● SOURCE TEXT:
● ● ● ● ●

NBA: Celtics simply didn’t have enough left without KG
By BRIAN MAHONEY
AP Basketball Writer
BOSTON — Already down double digits with their title defense on the line, the Boston Celtics sent three second-round picks out to start the second quarter.
That’s not exactly a Big Three.
And that’s why the Celtics won’t repeat as champions. Doc Rivers said before the game the NBA is a players’ league, and he simply didn’t have enough of them this season.
Kevin Garnett, Paul Pierce and Ray Allen made Boston the NBA’s best. With Garnett sidelined and Pierce and Allen overworked, the Celtics were just a .500 team — 7-7 in this postseason after a 101-82 loss to Orlando on Sunday in Game 7 of the Eastern Conference semifinals.
It must have pained Rivers that every time he turned to his right to look down the bench for a player to put in, he had to look over Garnett’s head. Last year, he could tap solid role players such as James Posey, P.J. Brown and Leon Powe. The first two are gone and Powe’s on the injured list with Garnett.

● ● ● ● ●

● STATED TASK 1:
Reproduce only the records in the part that opens with the line containing "of the calm" and closes with the line containing "x=434, y=334", both lines included, keeping the requests as they are but shifting every coordinate in the answers by -122.

● ● ● ● ●

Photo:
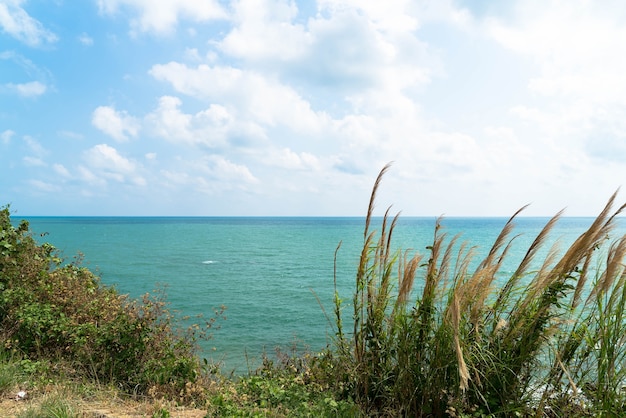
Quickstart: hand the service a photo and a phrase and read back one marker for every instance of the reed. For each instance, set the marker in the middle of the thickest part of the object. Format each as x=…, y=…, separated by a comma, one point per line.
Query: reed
x=430, y=337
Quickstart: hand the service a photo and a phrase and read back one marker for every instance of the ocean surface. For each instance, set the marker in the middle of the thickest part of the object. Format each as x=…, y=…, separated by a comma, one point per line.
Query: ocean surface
x=271, y=274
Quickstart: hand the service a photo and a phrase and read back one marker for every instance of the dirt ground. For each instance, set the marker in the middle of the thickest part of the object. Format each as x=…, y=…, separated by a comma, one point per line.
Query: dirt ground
x=11, y=408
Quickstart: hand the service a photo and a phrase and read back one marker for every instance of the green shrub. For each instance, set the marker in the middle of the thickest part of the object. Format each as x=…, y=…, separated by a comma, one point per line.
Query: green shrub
x=64, y=314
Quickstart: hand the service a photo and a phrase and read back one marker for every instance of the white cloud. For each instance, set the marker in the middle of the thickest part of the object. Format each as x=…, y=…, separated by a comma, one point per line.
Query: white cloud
x=43, y=186
x=346, y=47
x=34, y=146
x=16, y=22
x=212, y=174
x=6, y=136
x=291, y=160
x=61, y=170
x=118, y=125
x=162, y=17
x=85, y=39
x=30, y=89
x=264, y=30
x=210, y=127
x=257, y=99
x=34, y=162
x=105, y=162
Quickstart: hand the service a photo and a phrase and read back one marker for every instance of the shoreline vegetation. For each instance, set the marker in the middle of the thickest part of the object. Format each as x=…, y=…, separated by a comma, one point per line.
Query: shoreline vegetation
x=423, y=334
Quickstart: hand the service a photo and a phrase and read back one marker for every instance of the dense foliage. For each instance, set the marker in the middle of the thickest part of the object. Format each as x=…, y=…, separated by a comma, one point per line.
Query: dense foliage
x=63, y=314
x=440, y=334
x=431, y=337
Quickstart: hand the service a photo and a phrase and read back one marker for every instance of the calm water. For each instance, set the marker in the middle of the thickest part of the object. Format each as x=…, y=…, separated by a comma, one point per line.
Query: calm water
x=266, y=271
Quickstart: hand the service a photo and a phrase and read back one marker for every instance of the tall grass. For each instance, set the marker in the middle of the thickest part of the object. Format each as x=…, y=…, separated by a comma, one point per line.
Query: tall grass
x=432, y=336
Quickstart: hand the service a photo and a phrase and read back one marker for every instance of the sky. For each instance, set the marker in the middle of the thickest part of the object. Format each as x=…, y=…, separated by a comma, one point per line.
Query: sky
x=291, y=108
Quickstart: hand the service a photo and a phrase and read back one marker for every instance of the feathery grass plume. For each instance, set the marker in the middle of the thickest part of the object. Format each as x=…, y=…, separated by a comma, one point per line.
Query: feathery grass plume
x=467, y=345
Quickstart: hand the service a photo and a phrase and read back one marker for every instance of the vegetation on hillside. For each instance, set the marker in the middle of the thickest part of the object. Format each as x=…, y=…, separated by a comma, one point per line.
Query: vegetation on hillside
x=428, y=336
x=434, y=334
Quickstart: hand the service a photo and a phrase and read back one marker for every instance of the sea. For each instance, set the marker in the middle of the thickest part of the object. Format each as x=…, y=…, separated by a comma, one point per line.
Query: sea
x=273, y=275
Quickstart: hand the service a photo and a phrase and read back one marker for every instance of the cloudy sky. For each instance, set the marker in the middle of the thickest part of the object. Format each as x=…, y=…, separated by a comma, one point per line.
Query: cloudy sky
x=279, y=107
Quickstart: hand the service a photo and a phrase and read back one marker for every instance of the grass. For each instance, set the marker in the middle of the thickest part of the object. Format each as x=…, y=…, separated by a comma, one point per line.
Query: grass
x=442, y=333
x=468, y=342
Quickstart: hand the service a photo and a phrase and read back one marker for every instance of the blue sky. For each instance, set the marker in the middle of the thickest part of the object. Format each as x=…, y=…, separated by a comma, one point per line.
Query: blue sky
x=276, y=107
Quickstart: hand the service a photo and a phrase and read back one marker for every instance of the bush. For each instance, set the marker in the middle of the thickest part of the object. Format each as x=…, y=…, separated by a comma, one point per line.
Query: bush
x=63, y=313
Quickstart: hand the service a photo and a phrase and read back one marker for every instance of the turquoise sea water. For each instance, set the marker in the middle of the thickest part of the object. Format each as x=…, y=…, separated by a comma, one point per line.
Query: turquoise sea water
x=268, y=272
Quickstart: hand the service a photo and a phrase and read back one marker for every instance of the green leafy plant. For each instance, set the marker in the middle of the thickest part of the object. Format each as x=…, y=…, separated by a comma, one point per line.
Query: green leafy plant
x=63, y=314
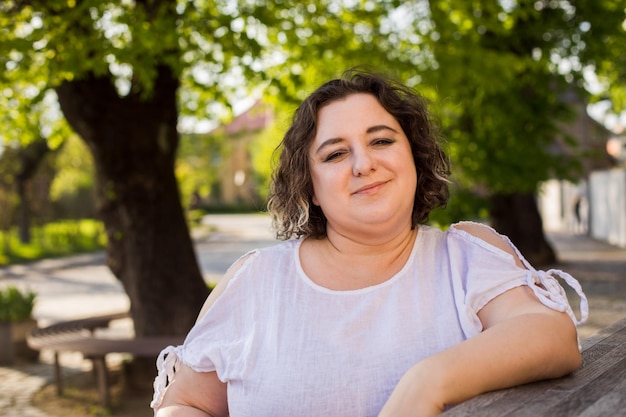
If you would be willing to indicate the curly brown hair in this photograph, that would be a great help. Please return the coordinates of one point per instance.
(290, 204)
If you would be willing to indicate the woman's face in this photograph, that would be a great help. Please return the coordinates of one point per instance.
(362, 168)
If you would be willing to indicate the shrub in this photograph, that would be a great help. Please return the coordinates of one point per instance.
(16, 305)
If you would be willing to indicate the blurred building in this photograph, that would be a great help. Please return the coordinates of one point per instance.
(595, 203)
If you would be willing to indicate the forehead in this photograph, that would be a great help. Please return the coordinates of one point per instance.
(358, 110)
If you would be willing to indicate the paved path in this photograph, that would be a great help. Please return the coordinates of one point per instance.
(82, 285)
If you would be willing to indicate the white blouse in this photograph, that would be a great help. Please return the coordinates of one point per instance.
(289, 347)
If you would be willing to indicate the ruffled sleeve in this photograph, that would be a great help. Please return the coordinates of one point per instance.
(484, 271)
(166, 367)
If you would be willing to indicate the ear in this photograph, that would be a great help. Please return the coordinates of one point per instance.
(314, 199)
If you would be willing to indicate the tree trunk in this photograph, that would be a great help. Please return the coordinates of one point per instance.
(517, 216)
(133, 141)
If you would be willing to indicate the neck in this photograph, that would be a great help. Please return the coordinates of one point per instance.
(340, 262)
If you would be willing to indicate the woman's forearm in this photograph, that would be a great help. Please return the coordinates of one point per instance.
(522, 349)
(180, 411)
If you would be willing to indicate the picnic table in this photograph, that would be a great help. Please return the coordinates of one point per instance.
(79, 336)
(598, 388)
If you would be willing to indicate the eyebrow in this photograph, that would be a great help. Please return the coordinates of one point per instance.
(372, 129)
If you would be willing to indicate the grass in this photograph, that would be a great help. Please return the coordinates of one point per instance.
(60, 238)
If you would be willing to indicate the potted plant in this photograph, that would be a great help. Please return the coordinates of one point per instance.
(16, 321)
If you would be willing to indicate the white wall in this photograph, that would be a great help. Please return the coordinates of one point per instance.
(607, 193)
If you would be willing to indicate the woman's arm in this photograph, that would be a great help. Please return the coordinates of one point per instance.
(194, 394)
(198, 394)
(522, 341)
(530, 344)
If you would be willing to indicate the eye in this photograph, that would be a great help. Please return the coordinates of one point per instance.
(333, 156)
(383, 142)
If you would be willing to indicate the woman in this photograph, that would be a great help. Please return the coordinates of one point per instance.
(365, 310)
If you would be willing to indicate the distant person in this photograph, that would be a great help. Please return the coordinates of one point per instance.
(365, 310)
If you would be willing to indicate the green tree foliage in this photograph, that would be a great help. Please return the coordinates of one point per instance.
(125, 71)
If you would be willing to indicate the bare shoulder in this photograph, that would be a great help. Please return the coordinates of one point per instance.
(223, 283)
(488, 235)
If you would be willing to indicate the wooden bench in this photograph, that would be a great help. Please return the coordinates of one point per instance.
(79, 336)
(598, 388)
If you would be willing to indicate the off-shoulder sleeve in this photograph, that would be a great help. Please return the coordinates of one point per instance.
(482, 271)
(217, 342)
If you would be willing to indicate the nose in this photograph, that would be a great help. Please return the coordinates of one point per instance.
(364, 162)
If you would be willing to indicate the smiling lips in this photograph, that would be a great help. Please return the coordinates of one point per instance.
(370, 188)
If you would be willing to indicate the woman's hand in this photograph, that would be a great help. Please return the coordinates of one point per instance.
(523, 341)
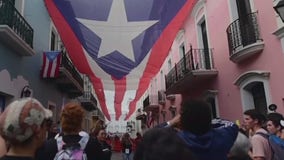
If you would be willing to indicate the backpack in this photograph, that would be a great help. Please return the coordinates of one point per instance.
(276, 145)
(73, 151)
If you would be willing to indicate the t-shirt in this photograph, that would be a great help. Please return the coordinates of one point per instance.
(15, 158)
(260, 146)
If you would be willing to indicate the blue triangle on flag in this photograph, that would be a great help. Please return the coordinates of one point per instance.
(51, 55)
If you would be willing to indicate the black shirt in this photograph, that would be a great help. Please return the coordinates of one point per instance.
(15, 158)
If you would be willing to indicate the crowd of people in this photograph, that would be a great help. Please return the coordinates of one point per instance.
(191, 135)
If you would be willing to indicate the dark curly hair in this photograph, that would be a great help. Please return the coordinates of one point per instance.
(196, 116)
(72, 117)
(162, 144)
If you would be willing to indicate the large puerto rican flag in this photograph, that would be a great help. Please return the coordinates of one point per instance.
(120, 44)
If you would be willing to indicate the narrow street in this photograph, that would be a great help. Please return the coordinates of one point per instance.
(116, 156)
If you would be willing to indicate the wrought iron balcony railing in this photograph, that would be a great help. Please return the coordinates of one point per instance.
(11, 17)
(243, 32)
(194, 60)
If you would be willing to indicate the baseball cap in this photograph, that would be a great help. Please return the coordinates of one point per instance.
(22, 118)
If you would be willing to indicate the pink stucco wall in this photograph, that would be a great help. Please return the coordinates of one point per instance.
(218, 18)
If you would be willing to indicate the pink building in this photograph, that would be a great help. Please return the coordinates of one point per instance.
(227, 52)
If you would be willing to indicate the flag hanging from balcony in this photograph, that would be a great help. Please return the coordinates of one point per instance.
(51, 64)
(120, 44)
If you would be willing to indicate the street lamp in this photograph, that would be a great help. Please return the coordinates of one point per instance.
(279, 8)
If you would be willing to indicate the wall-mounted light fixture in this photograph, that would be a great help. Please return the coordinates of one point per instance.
(26, 92)
(279, 8)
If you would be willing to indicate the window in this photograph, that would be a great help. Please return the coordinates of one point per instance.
(205, 57)
(52, 41)
(254, 90)
(169, 65)
(181, 51)
(2, 103)
(55, 42)
(52, 107)
(210, 96)
(19, 5)
(162, 79)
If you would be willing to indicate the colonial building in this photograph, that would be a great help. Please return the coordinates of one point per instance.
(229, 53)
(26, 32)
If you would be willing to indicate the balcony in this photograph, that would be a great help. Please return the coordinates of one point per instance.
(195, 68)
(88, 101)
(141, 115)
(244, 38)
(150, 103)
(15, 32)
(162, 97)
(69, 80)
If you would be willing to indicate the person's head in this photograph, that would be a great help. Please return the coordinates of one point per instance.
(100, 134)
(273, 123)
(25, 122)
(162, 144)
(253, 119)
(196, 116)
(72, 118)
(138, 135)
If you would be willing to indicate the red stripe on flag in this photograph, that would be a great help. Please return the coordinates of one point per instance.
(162, 46)
(120, 88)
(72, 44)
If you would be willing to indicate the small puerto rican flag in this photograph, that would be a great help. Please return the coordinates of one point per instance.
(51, 64)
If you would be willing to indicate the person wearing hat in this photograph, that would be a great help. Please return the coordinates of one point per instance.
(24, 124)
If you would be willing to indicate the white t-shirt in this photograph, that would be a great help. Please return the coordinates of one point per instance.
(260, 145)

● ● ● ● ●

● STATED TASK 2:
List every basketball player named in the NBA article.

● CORRECT RESULT 1:
Quickstart: hand the service a photo and a phrase and read back one marker for every instance of the calm water. For each instance, set the marker in the middle of the thickest part of the object. Format each as x=…, y=…, separated by a comma, one point per line.
Query: calm water
x=144, y=149
Quickstart: hand the service a photo and a phrase and read back one marker for every instance of the tall grass. For each instance, set the marker in the middle of the thickest part of the object. Format each as x=…, y=…, separated by a comma, one point per line.
Query: tall grass
x=310, y=214
Quickstart: hand the service a photo and a phrase and read back one marker for every instance of the sky. For each instance, set the marker in the middle of the thickest part of the object. Format each as x=…, y=…, separated by a comma, one point per line.
Query: sky
x=169, y=-14
Quickstart: hand the service a photo and a phrase and read back one marker for every instance of the feathery grass plume. For each instance, set the marker in the middle of the thickest part of the object. Format each as x=…, y=…, separated by a comma, one point per line.
Query: feathery grass plume
x=345, y=223
Quickstart: hand the service a photo and a phrase and read back one marker for every instance of the vegetation on hillside. For each instance, set the marker in the middle of the thickest part of the object. Format each as x=…, y=…, separated by a comma, one point per line.
Query: vegetation on hillside
x=306, y=214
x=312, y=212

● CORRECT RESULT 2:
Kevin Garnett
Paul Pierce
Ray Allen
James Posey
P.J. Brown
Leon Powe